Rescale the records from their start through the line containing "xmin=207 ymin=145 xmax=300 ymax=205", inclusive, and reproduce only those lines, requests included. Multiply each bounding-box coordinate in the answers by 1.5 and round it to a whole number with halves rounded up, leaving the requests and their format samples unchanged.

## Begin

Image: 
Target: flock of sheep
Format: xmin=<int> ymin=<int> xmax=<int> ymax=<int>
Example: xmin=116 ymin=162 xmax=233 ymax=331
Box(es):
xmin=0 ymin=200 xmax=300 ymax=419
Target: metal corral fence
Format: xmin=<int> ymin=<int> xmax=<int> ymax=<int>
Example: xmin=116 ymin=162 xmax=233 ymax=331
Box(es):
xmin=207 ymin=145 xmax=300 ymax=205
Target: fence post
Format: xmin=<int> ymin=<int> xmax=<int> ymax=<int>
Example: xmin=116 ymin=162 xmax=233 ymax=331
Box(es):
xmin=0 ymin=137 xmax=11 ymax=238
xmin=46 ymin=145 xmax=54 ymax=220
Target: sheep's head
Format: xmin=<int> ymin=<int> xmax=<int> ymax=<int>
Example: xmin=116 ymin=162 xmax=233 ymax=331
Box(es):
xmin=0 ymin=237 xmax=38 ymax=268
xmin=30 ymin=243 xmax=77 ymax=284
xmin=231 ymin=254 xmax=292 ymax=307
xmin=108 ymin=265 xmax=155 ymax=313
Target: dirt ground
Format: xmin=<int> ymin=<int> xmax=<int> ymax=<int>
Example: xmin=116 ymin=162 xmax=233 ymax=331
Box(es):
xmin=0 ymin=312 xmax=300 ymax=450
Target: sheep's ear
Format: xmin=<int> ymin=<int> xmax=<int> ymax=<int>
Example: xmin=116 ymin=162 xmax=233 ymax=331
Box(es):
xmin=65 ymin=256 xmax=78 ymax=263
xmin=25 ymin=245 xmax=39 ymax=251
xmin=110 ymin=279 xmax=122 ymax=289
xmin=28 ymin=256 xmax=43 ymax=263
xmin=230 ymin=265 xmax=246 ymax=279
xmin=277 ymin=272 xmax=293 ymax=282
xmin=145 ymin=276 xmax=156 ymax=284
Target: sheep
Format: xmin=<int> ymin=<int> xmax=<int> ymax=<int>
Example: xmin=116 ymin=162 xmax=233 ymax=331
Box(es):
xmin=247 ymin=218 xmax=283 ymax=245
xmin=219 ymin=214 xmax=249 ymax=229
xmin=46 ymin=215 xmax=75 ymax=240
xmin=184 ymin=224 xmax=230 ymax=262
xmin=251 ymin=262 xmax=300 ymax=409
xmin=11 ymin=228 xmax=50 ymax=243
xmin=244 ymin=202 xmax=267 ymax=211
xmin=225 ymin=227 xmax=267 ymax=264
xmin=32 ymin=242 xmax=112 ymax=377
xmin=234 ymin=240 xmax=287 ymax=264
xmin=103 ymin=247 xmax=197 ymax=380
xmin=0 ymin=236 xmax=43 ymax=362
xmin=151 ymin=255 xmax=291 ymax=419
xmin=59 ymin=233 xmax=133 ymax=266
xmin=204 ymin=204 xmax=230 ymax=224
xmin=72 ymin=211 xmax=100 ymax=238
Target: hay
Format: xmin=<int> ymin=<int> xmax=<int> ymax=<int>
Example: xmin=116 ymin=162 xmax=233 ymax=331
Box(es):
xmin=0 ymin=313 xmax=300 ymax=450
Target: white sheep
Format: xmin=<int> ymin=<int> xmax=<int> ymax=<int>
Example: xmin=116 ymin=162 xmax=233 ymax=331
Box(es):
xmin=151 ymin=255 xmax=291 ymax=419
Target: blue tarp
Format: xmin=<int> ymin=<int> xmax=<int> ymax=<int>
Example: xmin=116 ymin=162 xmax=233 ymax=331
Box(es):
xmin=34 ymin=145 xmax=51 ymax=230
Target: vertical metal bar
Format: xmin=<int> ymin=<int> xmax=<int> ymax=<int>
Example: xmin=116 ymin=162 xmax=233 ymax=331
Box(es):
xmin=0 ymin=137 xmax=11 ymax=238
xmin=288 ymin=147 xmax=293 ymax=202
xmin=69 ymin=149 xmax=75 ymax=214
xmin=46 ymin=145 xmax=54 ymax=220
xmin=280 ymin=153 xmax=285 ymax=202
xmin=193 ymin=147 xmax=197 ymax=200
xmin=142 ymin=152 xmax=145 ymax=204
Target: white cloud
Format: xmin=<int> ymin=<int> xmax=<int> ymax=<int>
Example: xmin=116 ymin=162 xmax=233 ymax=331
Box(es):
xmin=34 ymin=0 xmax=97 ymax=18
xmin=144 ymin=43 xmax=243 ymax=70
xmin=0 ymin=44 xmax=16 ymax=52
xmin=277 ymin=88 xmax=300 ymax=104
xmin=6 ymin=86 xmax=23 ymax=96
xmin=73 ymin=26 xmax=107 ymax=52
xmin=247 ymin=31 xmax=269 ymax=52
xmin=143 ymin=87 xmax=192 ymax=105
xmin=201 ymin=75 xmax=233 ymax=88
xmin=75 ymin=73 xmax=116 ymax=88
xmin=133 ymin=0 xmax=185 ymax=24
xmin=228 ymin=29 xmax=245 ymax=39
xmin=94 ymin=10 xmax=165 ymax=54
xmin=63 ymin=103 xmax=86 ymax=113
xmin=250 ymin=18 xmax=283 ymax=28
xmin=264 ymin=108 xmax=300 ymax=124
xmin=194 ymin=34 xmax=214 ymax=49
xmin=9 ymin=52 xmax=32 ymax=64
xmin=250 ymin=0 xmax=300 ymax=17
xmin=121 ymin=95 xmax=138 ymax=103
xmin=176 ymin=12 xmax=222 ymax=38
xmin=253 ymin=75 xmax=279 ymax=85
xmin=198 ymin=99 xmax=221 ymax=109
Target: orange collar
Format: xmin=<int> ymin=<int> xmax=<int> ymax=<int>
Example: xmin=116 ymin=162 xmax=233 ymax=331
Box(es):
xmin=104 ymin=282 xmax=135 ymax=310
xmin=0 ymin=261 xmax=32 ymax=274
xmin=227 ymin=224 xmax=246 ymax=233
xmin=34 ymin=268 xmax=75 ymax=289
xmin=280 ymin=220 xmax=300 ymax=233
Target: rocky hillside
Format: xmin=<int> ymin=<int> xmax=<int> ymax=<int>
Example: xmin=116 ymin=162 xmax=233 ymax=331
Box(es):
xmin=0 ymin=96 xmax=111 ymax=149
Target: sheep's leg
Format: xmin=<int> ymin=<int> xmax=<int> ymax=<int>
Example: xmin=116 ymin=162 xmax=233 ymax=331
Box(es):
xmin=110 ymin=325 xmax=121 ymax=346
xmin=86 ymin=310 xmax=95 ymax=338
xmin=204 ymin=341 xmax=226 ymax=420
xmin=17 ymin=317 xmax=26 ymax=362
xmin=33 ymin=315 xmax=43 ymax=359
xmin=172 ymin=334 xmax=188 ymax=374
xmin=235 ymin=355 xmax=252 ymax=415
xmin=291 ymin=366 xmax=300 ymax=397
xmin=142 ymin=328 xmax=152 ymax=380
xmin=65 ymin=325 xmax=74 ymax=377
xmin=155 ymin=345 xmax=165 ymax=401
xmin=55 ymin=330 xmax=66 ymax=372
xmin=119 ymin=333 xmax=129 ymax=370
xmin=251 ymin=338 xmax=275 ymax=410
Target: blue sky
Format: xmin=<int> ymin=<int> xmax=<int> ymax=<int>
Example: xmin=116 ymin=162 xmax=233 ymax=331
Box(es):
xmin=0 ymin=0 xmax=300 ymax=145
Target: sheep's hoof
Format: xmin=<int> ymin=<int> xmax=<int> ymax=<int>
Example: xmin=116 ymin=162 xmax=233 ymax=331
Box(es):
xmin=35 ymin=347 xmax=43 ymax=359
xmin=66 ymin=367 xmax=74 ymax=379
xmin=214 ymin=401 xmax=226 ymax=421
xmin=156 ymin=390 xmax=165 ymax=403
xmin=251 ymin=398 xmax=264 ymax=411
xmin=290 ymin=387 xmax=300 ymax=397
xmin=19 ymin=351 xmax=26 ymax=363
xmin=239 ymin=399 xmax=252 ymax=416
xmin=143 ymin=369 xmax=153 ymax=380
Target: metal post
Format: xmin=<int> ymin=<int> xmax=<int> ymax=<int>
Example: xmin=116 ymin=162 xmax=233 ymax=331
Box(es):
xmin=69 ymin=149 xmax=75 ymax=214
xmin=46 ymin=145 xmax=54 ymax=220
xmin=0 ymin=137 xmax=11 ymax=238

## End

(Response to this exercise):
Image: 
Target: flock of sheep
Format: xmin=<int> ymin=<int> xmax=<int> ymax=<int>
Example: xmin=116 ymin=162 xmax=233 ymax=331
Box(es):
xmin=0 ymin=300 xmax=450 ymax=629
Target: metal corral fence
Format: xmin=<int> ymin=<int> xmax=<int> ymax=<int>
Example: xmin=116 ymin=162 xmax=233 ymax=331
Box(es):
xmin=311 ymin=218 xmax=450 ymax=308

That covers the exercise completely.